>> START RECORD EXTRACTS

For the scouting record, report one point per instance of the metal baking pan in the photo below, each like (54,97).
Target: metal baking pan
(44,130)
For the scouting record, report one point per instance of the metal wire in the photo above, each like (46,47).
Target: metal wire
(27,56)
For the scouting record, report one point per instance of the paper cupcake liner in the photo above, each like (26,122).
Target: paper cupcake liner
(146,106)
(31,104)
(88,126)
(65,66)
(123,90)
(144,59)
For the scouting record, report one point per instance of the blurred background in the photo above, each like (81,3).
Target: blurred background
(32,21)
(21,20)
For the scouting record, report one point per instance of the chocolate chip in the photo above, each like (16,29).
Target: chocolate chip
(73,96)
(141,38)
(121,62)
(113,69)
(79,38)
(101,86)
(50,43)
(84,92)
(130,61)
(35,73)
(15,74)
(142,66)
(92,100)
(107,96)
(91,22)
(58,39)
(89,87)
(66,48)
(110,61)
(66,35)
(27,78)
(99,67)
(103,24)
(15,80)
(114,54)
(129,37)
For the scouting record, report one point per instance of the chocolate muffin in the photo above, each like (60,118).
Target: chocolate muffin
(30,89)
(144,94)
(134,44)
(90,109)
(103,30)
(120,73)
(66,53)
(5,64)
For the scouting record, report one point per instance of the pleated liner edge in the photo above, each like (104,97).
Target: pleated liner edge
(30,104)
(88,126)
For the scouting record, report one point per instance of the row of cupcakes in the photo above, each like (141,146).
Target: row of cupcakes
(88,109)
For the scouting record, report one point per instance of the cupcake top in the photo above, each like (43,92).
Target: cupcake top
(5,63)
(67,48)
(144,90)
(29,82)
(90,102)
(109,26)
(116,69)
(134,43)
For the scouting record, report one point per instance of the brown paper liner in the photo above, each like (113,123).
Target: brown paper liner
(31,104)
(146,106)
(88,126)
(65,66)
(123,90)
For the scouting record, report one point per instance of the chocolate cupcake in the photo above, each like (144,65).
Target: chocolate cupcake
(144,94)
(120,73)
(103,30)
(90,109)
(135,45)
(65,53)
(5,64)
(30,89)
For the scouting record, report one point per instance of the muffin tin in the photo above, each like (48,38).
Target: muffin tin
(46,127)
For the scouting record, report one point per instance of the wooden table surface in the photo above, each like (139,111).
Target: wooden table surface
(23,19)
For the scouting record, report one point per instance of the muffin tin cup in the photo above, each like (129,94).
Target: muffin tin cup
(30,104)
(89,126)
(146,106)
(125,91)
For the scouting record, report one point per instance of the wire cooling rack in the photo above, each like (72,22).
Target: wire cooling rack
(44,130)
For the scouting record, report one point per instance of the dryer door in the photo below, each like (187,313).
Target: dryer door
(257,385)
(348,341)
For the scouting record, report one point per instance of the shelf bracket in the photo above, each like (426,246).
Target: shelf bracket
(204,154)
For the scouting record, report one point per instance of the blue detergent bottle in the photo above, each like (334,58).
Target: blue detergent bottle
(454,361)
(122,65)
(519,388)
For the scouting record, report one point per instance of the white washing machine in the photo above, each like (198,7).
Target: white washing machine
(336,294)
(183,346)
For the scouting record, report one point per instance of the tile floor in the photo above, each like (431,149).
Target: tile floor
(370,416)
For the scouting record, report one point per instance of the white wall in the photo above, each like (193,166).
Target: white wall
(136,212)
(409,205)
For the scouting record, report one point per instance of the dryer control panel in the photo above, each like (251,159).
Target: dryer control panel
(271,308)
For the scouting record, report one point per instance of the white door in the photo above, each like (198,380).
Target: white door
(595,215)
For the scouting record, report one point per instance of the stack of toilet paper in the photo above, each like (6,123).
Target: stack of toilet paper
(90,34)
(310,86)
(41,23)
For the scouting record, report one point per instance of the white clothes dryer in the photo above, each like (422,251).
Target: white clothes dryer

>> END RECORD EXTRACTS

» **AIM**: Retype every record above exactly as written.

» **THE ANSWER**:
For the scouting record, report one point per instance of the metal baking pan in the photo below, each like (54,97).
Target: metal baking pan
(44,130)
For the scouting record, report one point per instance of the metal wire in the photo above, each like (46,47).
Target: metal wire
(27,56)
For the scouting record, report one point per instance of the paper cupcake liner in the photo above, each like (26,122).
Target: paper cupcake liner
(146,106)
(31,104)
(88,126)
(65,66)
(123,90)
(144,59)
For the scouting record, report one point per instance of the blurred background in the photo above, each like (81,3).
Target: blurred background
(32,21)
(21,20)
For the scouting record, report one point per instance of the chocolate chip in the photo above, each like (16,29).
Target: chocolate chip
(73,96)
(141,38)
(121,62)
(113,69)
(79,38)
(101,86)
(50,43)
(84,92)
(130,61)
(35,73)
(15,74)
(142,66)
(92,100)
(107,96)
(91,22)
(58,39)
(89,87)
(66,48)
(110,61)
(66,35)
(27,78)
(99,67)
(103,24)
(15,80)
(114,54)
(129,37)
For the scouting record, report one point per instance of the chocolate muffin in the photo above, each like (60,118).
Target: chocolate muffin
(30,89)
(144,94)
(134,44)
(90,109)
(103,30)
(120,73)
(66,53)
(5,64)
For the scouting record, report one point per instance of the pleated liner edge in the photo above, each like (104,97).
Target: pleated liner edge
(30,104)
(88,126)
For the scouting record, report one point per instance of the row of cupcakes in the photo above, each like (141,146).
Target: row of cupcakes
(88,109)
For the scouting record, report one point per instance of the cupcake top in the photo above, each like (43,92).
Target: cupcake top
(5,63)
(67,48)
(144,90)
(29,82)
(90,102)
(109,26)
(116,69)
(134,43)
For the scouting record, report one point per instance of the brown paper liner in the photo above, each like (113,123).
Target: brown paper liner
(31,104)
(146,106)
(88,126)
(65,66)
(123,90)
For the scouting record, report one point per instance of the chocolate cupcake in the photo above, each like (144,65).
Target: chocolate cupcake
(144,94)
(120,73)
(103,30)
(90,109)
(135,45)
(65,53)
(5,64)
(30,89)
For the scouting record, report one point per instance of the muffin tin in the photo above, each like (48,38).
Target: muffin tin
(46,127)
For the scouting record, report one point per instance of the wooden table surface in the photo above, each like (139,111).
Target: wooden table surface
(23,19)
For the scouting record, report one point per instance of the muffin tin cup in the photo above, each like (129,94).
Target: muffin tin cup
(30,104)
(89,126)
(146,106)
(125,91)
For the scouting record, report one point per instance of the wire cooling rack in the photo above, each like (72,22).
Target: wire cooling rack
(44,130)
For the scouting record, report one point per instance of the dryer door in the photo below, each like (187,313).
Target: dryer door
(257,385)
(348,341)
For the scouting record, report one point per instance of the shelf bracket in the photo above, each like (426,246).
Target: shelf bracket
(204,154)
For the scouting record, report one point per instance of the blue detergent bottle in the photo above, each like (334,58).
Target: blue detergent bottle
(454,361)
(122,65)
(519,388)
For the scouting record, report one point per instance of the white washing machine in the photo above, each like (198,7).
Target: white washing machine
(336,294)
(183,346)
For the scouting record, report one point per instance of the tile floor in the photo above, each like (431,149).
Target: tile floor
(370,416)
For the scouting record, report one point per instance of the white wall in the photo above, each like (193,166).
Target: white wall
(136,212)
(409,205)
For the scouting record, report one point per instance of the dryer control panel in the photo above, each like (251,159).
Target: dryer control panel
(271,308)
For the scouting record, report one point per instance of the white door in the photo above, each like (198,380).
Target: white door
(595,215)
For the scouting record, report one point per instance of the stack of toilet paper in the photo above, each like (6,123).
Target: stack of toilet paper
(90,34)
(310,86)
(41,23)
For the scouting record, report one point per instance of the white clothes dryer in the photo above, each like (422,251).
Target: white clothes dryer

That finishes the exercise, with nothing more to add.